**PROBLEM TO WORK ON**
Copy all records verbatim.
-- START ENTRIES --
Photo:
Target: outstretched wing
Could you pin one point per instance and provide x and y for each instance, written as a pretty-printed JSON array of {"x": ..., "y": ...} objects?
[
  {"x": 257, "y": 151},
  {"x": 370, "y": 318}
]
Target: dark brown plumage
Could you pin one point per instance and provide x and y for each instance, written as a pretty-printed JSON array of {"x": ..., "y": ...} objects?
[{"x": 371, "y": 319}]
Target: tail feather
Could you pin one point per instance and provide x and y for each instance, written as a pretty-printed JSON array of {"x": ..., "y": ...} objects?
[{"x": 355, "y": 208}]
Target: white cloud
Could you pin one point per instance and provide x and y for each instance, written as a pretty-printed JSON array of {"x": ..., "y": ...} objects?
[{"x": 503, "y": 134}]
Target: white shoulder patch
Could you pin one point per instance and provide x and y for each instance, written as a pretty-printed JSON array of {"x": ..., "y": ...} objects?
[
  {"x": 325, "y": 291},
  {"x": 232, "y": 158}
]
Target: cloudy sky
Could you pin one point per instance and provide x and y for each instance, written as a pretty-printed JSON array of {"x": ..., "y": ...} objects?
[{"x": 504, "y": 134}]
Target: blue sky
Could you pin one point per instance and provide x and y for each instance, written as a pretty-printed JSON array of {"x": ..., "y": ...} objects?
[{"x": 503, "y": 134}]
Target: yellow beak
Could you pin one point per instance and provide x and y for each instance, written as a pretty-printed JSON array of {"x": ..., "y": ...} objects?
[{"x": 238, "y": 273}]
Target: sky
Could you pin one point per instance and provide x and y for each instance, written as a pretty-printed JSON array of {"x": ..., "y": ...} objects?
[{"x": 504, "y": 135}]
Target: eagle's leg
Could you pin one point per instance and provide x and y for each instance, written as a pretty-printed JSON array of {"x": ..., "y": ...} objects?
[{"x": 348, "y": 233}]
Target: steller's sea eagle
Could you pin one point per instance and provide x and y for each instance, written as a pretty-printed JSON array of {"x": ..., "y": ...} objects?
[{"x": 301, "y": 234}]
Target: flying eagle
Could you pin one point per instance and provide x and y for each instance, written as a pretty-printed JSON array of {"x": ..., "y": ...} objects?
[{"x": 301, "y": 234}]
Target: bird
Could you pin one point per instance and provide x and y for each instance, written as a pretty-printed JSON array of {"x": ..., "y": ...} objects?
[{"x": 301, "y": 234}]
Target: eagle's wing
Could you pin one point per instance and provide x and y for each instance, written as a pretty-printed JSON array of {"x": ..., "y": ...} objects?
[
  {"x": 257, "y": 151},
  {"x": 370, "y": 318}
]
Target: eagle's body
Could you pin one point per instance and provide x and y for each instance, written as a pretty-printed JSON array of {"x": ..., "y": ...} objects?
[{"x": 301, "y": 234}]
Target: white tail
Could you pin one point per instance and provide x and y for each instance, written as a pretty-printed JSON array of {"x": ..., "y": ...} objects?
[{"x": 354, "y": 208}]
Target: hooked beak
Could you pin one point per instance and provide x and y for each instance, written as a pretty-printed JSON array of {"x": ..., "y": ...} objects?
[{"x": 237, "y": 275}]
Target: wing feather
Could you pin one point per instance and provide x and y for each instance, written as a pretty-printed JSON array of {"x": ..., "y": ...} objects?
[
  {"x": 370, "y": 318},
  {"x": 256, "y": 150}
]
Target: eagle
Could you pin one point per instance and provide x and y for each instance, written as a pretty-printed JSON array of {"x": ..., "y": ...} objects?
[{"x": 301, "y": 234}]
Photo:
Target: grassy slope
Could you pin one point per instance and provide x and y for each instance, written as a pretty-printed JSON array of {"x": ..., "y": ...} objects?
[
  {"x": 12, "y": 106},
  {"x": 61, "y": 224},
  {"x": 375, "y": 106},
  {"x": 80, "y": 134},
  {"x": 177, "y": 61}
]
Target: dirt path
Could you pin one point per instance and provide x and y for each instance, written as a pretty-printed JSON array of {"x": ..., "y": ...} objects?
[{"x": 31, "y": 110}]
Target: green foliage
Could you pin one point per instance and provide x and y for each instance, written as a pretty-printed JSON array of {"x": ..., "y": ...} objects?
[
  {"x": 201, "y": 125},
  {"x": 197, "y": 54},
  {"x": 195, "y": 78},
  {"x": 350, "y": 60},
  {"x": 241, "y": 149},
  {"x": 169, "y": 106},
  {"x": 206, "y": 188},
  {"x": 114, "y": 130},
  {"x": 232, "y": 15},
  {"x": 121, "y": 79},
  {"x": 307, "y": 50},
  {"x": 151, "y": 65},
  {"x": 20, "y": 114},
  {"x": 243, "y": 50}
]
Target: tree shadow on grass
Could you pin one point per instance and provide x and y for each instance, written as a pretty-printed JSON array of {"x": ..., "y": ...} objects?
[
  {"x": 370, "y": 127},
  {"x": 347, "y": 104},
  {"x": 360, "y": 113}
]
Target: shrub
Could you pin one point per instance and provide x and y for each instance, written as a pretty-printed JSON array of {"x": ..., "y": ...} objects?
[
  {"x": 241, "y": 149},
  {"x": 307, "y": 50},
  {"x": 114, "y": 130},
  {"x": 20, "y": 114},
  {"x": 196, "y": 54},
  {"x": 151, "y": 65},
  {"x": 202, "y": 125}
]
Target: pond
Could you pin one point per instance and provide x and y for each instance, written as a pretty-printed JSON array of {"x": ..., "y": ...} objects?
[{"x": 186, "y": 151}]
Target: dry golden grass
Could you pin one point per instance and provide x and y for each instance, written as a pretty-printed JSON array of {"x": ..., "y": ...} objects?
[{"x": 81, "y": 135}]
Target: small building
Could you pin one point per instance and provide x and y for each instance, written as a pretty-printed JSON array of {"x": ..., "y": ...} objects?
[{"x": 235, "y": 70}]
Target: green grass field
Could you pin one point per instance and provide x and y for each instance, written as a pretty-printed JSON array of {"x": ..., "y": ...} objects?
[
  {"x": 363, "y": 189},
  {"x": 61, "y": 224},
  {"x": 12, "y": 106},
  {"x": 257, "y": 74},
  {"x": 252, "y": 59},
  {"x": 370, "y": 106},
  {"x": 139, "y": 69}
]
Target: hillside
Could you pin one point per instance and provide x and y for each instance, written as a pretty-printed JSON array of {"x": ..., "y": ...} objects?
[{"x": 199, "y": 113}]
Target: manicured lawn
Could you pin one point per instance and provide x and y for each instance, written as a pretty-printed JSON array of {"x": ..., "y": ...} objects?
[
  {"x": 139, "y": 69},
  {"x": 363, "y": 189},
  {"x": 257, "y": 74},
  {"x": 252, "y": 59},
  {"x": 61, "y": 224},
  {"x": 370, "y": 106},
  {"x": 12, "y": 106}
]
-- END ENTRIES --
**COMPLETED TASK**
Photo:
Target: outstretched wing
Could you pin one point per instance and provide x and y for each instance, written as a pretty-printed JSON array of {"x": ..., "y": ...} objects?
[
  {"x": 257, "y": 151},
  {"x": 370, "y": 318}
]
Target: dark brown plumage
Could you pin one point per instance and provide x and y for each instance, written as a pretty-printed JSON array of {"x": ..., "y": ...} objects?
[{"x": 371, "y": 319}]
Target: tail feather
Could you pin one point per instance and provide x and y for each instance, written as a pretty-printed JSON array of {"x": ..., "y": ...} objects?
[{"x": 355, "y": 208}]
Target: white cloud
Could you pin one point per instance and provide x and y for each instance, written as a pretty-printed JSON array of {"x": ..., "y": ...} objects?
[{"x": 503, "y": 134}]
Target: white shoulder patch
Could you pin one point per instance and provide x and y for each instance, written as a pretty-printed JSON array of {"x": ..., "y": ...} objects?
[
  {"x": 325, "y": 291},
  {"x": 232, "y": 158}
]
Target: cloudy sky
Could you pin one point per instance and provide x and y for each instance, written as a pretty-printed JSON array of {"x": ..., "y": ...} objects?
[{"x": 504, "y": 134}]
Target: blue sky
Could you pin one point per instance and provide x and y for each instance, written as a pretty-printed JSON array of {"x": ..., "y": ...} objects?
[{"x": 503, "y": 134}]
Target: yellow beak
Could you pin one point per instance and provide x and y for each instance, written as a pretty-printed JSON array of {"x": ..., "y": ...} objects?
[{"x": 238, "y": 273}]
Target: sky
Could you pin one point per instance and provide x and y for each instance, written as a pretty-printed JSON array of {"x": ..., "y": ...} objects?
[{"x": 504, "y": 135}]
Target: eagle's leg
Could you pin one point per instance and provide x and y for each instance, written as a pretty-printed JSON array of {"x": ..., "y": ...} objects?
[{"x": 348, "y": 233}]
Target: steller's sea eagle
Could you pin one point per instance and provide x and y for each instance, written as a pretty-printed JSON array of {"x": ..., "y": ...} objects?
[{"x": 301, "y": 234}]
Target: flying eagle
Could you pin one point per instance and provide x and y for each instance, written as a pretty-printed JSON array of {"x": ..., "y": ...} objects?
[{"x": 301, "y": 234}]
Target: bird
Could you pin one point per instance and provide x and y for each instance, written as a pretty-printed JSON array of {"x": ..., "y": ...} objects?
[{"x": 301, "y": 234}]
Target: eagle's wing
Could you pin one point per instance and provide x and y for each instance, written as a pretty-printed JSON array of {"x": ..., "y": ...} objects?
[
  {"x": 257, "y": 151},
  {"x": 370, "y": 318}
]
Target: eagle's body
Could you pin one point per instance and provide x and y for each instance, written as a pretty-printed JSON array of {"x": ..., "y": ...} objects?
[{"x": 301, "y": 234}]
Target: white tail
Could you pin one point per instance and provide x and y for each instance, written as a pretty-printed JSON array of {"x": ..., "y": ...} objects?
[{"x": 354, "y": 208}]
Target: hooked beak
Could you pin one point per instance and provide x and y for each instance, written as a pretty-printed JSON array of {"x": ..., "y": ...} objects?
[{"x": 237, "y": 275}]
Target: wing feather
Could you pin one point per instance and provide x and y for each instance, written as a pretty-printed JSON array of {"x": ..., "y": ...} objects?
[
  {"x": 370, "y": 318},
  {"x": 256, "y": 150}
]
Target: eagle
Could you pin one point per instance and provide x and y for each instance, written as a pretty-printed JSON array of {"x": ..., "y": ...} objects?
[{"x": 301, "y": 234}]
Photo:
Target: grassy slope
Could you pin one point per instance and provide x and y for each instance, written as a pretty-printed JSON array of {"x": ..., "y": ...} objects?
[
  {"x": 12, "y": 106},
  {"x": 61, "y": 224},
  {"x": 375, "y": 106},
  {"x": 80, "y": 134},
  {"x": 177, "y": 61}
]
Target: dirt path
Could you pin one point per instance and provide x and y for each instance, written as a pretty-printed JSON array of {"x": ..., "y": ...} objects?
[{"x": 31, "y": 110}]
Target: green foliage
Could you pin one point per instance and provide x and y for each instance, written as a pretty-printed JSON array of {"x": ..., "y": ...} objects?
[
  {"x": 201, "y": 125},
  {"x": 197, "y": 54},
  {"x": 195, "y": 78},
  {"x": 350, "y": 60},
  {"x": 241, "y": 149},
  {"x": 169, "y": 106},
  {"x": 206, "y": 188},
  {"x": 114, "y": 130},
  {"x": 232, "y": 15},
  {"x": 121, "y": 79},
  {"x": 307, "y": 50},
  {"x": 151, "y": 65},
  {"x": 20, "y": 114},
  {"x": 243, "y": 50}
]
Target: tree shadow on grass
Could you pin one point per instance and provide x and y for each instance, written as a pretty-printed JSON array of {"x": ..., "y": ...} objects?
[
  {"x": 370, "y": 127},
  {"x": 347, "y": 104},
  {"x": 360, "y": 113}
]
Target: shrub
Could you pin one point per instance and provide x and y for each instance, written as a pretty-printed JSON array of {"x": ..., "y": ...} objects?
[
  {"x": 241, "y": 149},
  {"x": 307, "y": 50},
  {"x": 114, "y": 130},
  {"x": 20, "y": 114},
  {"x": 196, "y": 54},
  {"x": 151, "y": 65},
  {"x": 202, "y": 125}
]
Target: pond
Could you pin one point per instance and provide x and y for each instance, written as a pretty-printed JSON array of {"x": ..., "y": ...} objects?
[{"x": 186, "y": 151}]
Target: dry golden grass
Could you pin one point per instance and provide x and y for each instance, written as a pretty-printed JSON array of {"x": ..., "y": ...} objects?
[{"x": 81, "y": 135}]
Target: small building
Could you pin one point per instance and provide x and y for each instance, written as a pretty-printed JSON array of {"x": ..., "y": ...} objects?
[{"x": 235, "y": 70}]
Target: green grass field
Could you pin one point per instance and provide x and y for each instance, written as a pretty-printed JSON array of {"x": ..., "y": ...} objects?
[
  {"x": 363, "y": 189},
  {"x": 61, "y": 224},
  {"x": 12, "y": 106},
  {"x": 257, "y": 74},
  {"x": 252, "y": 59},
  {"x": 370, "y": 106},
  {"x": 139, "y": 69}
]
Target: hillside
Could you pin one point per instance and provide x and y for each instance, written as a pretty-printed JSON array of {"x": ..., "y": ...} objects?
[{"x": 199, "y": 113}]
Target: manicured lawn
Could you pin one point per instance and provide x and y for each instance, written as a pretty-printed JSON array of {"x": ..., "y": ...} objects?
[
  {"x": 139, "y": 69},
  {"x": 363, "y": 189},
  {"x": 257, "y": 74},
  {"x": 252, "y": 59},
  {"x": 61, "y": 224},
  {"x": 370, "y": 106},
  {"x": 12, "y": 106}
]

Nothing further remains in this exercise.